• **Stated problem**
Copy out the part of the entries that opens with the line containing "find the system map poster in the photo above" and runs through the end of the entries, keeping every character unchanged.

* BEGIN Records for this exercise *

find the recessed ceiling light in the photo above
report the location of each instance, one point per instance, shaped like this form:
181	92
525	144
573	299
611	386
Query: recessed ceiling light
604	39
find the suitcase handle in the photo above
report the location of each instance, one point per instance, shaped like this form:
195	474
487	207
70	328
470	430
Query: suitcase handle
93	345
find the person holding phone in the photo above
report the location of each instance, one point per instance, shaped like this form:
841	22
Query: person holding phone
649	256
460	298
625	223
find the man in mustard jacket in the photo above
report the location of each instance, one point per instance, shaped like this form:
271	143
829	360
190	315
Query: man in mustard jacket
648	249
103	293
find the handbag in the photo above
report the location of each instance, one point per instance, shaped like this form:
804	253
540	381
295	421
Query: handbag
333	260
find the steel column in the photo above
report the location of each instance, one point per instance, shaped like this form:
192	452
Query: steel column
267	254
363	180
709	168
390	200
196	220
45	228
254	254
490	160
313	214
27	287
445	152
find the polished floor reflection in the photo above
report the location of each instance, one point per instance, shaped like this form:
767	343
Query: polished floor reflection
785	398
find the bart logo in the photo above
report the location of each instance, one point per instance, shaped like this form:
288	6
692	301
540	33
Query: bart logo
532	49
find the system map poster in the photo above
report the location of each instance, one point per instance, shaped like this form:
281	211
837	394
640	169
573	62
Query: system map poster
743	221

* END Records for this exercise *

• **Written reply**
find the system map poster in the photo above
report the location of each instance, one point per instance, shaped like this form:
281	211
837	394
640	169
573	62
Query: system map poster
743	221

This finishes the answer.